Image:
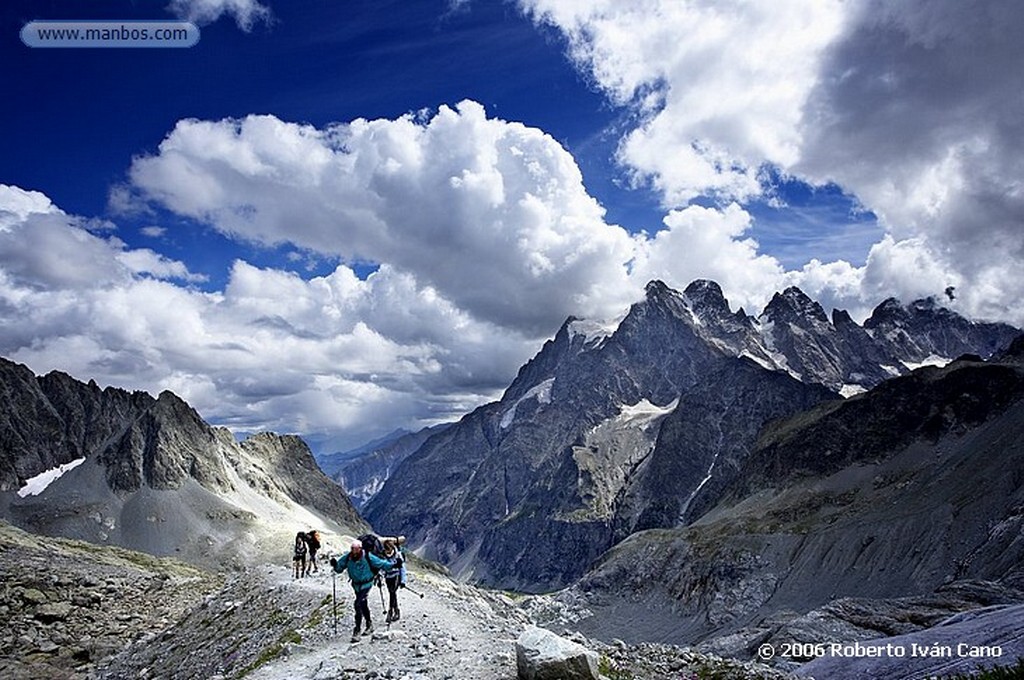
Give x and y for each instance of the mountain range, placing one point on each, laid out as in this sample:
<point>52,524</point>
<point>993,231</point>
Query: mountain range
<point>147,473</point>
<point>684,474</point>
<point>643,423</point>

**Exercise**
Reproduce the listing above word for word, omitting the pictures.

**Reply to the exercise**
Image:
Give x and y for each instance of the mountain range, placing one point on each, laid out as in this sample:
<point>52,524</point>
<point>993,231</point>
Query: mountain range
<point>147,473</point>
<point>684,474</point>
<point>643,423</point>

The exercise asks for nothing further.